[Coordinate annotation entries]
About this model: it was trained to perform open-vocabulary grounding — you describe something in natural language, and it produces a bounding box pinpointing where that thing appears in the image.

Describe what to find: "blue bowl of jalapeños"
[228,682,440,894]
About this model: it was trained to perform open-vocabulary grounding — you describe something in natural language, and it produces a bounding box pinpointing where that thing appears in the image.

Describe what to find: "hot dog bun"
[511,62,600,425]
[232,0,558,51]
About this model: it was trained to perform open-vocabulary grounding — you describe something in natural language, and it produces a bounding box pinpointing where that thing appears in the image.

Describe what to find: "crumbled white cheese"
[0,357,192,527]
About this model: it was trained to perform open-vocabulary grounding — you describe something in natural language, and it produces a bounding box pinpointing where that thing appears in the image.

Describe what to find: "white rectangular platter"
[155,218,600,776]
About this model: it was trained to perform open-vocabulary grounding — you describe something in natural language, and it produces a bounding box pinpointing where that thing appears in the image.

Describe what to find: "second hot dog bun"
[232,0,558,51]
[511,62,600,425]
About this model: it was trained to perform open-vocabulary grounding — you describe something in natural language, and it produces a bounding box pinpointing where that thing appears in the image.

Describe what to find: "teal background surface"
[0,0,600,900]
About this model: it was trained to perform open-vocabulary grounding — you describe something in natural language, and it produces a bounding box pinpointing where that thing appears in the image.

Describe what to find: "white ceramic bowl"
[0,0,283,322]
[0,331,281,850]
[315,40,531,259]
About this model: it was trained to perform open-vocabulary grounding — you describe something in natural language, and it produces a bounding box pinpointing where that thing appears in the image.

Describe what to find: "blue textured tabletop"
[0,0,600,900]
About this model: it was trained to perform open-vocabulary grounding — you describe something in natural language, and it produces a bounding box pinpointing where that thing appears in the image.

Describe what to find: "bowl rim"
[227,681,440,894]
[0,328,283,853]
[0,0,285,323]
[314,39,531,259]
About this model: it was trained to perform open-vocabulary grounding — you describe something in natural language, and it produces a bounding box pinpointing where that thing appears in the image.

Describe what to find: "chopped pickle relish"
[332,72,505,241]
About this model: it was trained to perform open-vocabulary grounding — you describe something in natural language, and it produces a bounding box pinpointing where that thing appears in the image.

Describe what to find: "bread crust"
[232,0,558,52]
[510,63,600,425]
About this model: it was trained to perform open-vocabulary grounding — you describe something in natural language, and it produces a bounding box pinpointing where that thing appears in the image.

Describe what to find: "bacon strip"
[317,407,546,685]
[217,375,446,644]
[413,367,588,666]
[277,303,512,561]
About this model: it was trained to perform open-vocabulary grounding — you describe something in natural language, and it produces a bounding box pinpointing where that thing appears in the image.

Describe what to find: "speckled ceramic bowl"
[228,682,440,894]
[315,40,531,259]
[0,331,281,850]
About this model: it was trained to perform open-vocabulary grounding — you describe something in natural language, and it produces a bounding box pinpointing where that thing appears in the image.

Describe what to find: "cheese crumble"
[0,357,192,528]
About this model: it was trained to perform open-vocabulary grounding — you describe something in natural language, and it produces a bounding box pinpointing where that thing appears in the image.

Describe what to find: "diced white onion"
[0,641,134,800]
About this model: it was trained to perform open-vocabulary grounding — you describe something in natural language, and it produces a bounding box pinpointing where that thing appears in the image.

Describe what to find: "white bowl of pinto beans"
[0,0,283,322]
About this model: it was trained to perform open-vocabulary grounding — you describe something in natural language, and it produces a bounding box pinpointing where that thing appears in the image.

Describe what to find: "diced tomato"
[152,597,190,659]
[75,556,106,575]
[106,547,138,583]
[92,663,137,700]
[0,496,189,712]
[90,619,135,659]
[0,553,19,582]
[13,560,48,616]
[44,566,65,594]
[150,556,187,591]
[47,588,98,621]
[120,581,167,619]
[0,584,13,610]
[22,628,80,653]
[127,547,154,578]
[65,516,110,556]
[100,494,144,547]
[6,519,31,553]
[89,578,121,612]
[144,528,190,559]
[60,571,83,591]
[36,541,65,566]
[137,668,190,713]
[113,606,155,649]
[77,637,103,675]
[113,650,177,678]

WHAT TO DO:
Edit the lines above, replacing each "Describe what to find" with "Object to locate" and leaving everything else unchanged.

SOLUTION:
About this model: it was trained to perform open-vocabulary grounding — you describe something in natural language, and it produces a bounding box pinpointing where that thing appears in the image.

Object to locate: "blue bowl of jalapeños"
[228,682,440,894]
About this model: it was trained to perform open-vocabulary grounding — you describe something in natural language, and it produces a bounding box pinpointing where that thing appears in the image.

Object to locate: "hot dog bun"
[511,62,600,425]
[232,0,558,51]
About this model: it was trained to perform open-vocabulary grounding — you describe something in natural language, and it produces a bounding box pinpointing where that thing appears in the image.

Object to locate: "crumbled white cheese"
[0,357,192,527]
About this model: it was trained to perform open-vocabulary grounding — you describe something in natural language, and it produces a bounding box pinpointing where that thing appears in the image.

Object to locate: "white rectangular platter"
[155,218,600,776]
About this model: it was trained to perform open-vocabulary grounding — you describe something in natural language, and it produces a bounding box pinpointing where that thing appears in the image.

Object to locate: "second hot dog bun"
[232,0,558,51]
[511,62,600,425]
About this model: it was trained to perform open-vocabulary grounding — you describe something in natural language, and it produces a bounding box pinpointing where that thing appears in the image.

Object to locate: "teal background surface"
[0,0,600,900]
About this model: it was trained to perform open-vocabulary grounding — you describe something in natural language, and it produces a bounding box pinpointing where that thing appears in the image.

Object to locate: "white ceramic bowl"
[0,0,283,322]
[0,331,281,850]
[315,40,531,259]
About this model: it was trained to perform open-vocabulary grounding — you describe something in natural language, and it produces a bounding box pinpointing where that thing appears in the image.

Object to locate: "blue textured tabletop"
[0,0,600,900]
About this model: it was trained to perform open-vocabulary grounding — you describe something in natural language, and it produces a bounding box pinpointing where that thing appears in the image.

Object to locate: "bowl rim"
[227,681,440,894]
[0,328,283,853]
[0,0,285,323]
[314,39,531,259]
About this model: it was trained to perform open-vocabulary grounding — you describe something in natural language, and it produces a bounding box pinpointing where that thing appears in the image.

Object to locate: "chopped pickle relish"
[332,72,505,241]
About this model: it was trained to perform open-vocabulary grounding — you describe something in natural language, and it produces a bounding box pinpointing where that thing appears in the image.

Object to locate: "bread crust"
[232,0,558,52]
[510,63,600,425]
About this model: it was trained to perform open-vocabulary grounding — you describe something in natural language, and it produces a bounding box pinpointing where that thing appears in the image.

Object to locate: "bacon strip"
[317,407,546,685]
[217,375,446,644]
[413,367,588,666]
[277,303,512,561]
About this model: it was trained to perform open-vocabulary grounding — you describe something in natural language, and it produces a bounding box pinpointing where that thing appears in the image.

Object to locate: "speckled ceramic bowl"
[228,682,440,894]
[315,40,531,259]
[0,331,281,850]
About this model: it was trained to perform open-vocabulary grounding — you describe something in natural language, and it produces a bounding box pinpointing where that thing appears in the image.

Object to locate: "cheese crumble"
[0,357,192,528]
About this model: it was trained to perform open-vocabulary grounding — you describe something in natural language, and it produces a bounding box pinpointing where that thing appears in the image.

Object to locate: "diced white onion"
[0,641,134,800]
About this model: it was trained to perform open-vocabulary grounding — you describe something in natural language, and it produces a bounding box pinpointing where that thing appears in the image.

Object to locate: "white bowl of pinto beans"
[0,0,283,322]
About this model: it was trained to perform open-vocabulary grounding — you describe something in natural language, and it produces a bounding box pinpointing where that thing appears in the image.

Object to locate: "diced tomato"
[152,597,190,659]
[75,556,106,575]
[106,547,138,583]
[92,663,137,700]
[0,496,189,712]
[90,619,135,659]
[0,553,19,582]
[13,560,48,616]
[44,566,65,594]
[150,556,187,591]
[47,588,98,621]
[120,581,167,619]
[0,584,13,610]
[22,628,80,653]
[127,547,154,578]
[65,516,110,556]
[100,494,144,547]
[6,519,31,553]
[89,578,121,612]
[144,528,190,559]
[60,571,83,591]
[36,541,65,566]
[137,668,190,713]
[113,606,155,649]
[77,637,103,675]
[113,650,177,678]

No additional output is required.